* [ZU BEARBEITENDE AUFGABEN]
1. Was ist laut Ausgangstext auf der Garagenwand der Familie Krüger zu sehen?
2. Erläutern Sie mithilfe des Ausgangstextes, weshalb Andreas Goscensky sich nicht bewaffnen will.

* [AUSGANGSTEXT]
********************

Am Ende der Dorfstraße, im alten Gutshaus, wohnt Familie Krüger. Sohn Sven kriecht aus dem schwarz- silbernen Jeep, der im verwilderten Garten parkt. Auf der Garagenwand prangen SS-Runen und „Wir sind das Volk“, dahinter lagern Autowracks. Ein Pony rupft das hohe Gras. „Ich bin Sven Krüger, geboren am 10.4. '74“, stellt sich der erst 17jährige vor, der mehrfach am Tag mit dem Wagen durch den Wald crosst. Das Bubigesicht unter den kaum zentimeterlangen Haaren grinst, als Vater Detlef mit Armeemütze aus der Tür ruft: „Wir halten durch bis zum letzten Blutstropfen!“
„Von unserer Seite sollte alles friedlich sein“, schildert Sven seine Sicht der Dinge. Bürgermeister Kalf sei mit Gewehr, Schlagstöcken und Funkgeräten gekommen und habe Streit gesucht. „Die Polizei verhält sich fair, echt fair. Die haben die Sache hier abgesichert.“ Zwei Leute seien festgenommen worden — total besoffen eben. Die Nachbarn fühlten sich nicht gestört. „Nur Goscenskys versuchen krampfhaft, sich wichtig zu tun.“
Im Nachbarhaus herrscht Angst. „Es kann doch nicht sein, daß uns so ein Bengel alles kaputtmacht.“ Renate Goscensky hat Tränen in den Augen. „Nein, wir wollen uns nicht vertreiben lassen“ — sagt Andreas Goscensky ruhig, bedacht, ratlos. Er werde sich nicht bewaffnen, das heize die Sache nur noch an. Aus Furcht hütet er am Abend das Haus. Renate Goscensky fährt nach Gägelow, wo eine Talkshow zum Thema „Wie schützt der Staat seine Bürger?“ stattfindet.

********************

Gesammelte Daten
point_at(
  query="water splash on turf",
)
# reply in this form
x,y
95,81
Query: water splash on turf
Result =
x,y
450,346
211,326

********************

* [LÖSUNGEN NACH NUMMER]
1. SS-Runen und der Spruch „Wir sind das Volk“.

2. Andreas Goscensky will sich nicht bewaffnen, weil das die Sache seiner Aussage nach nur noch anheizen würde.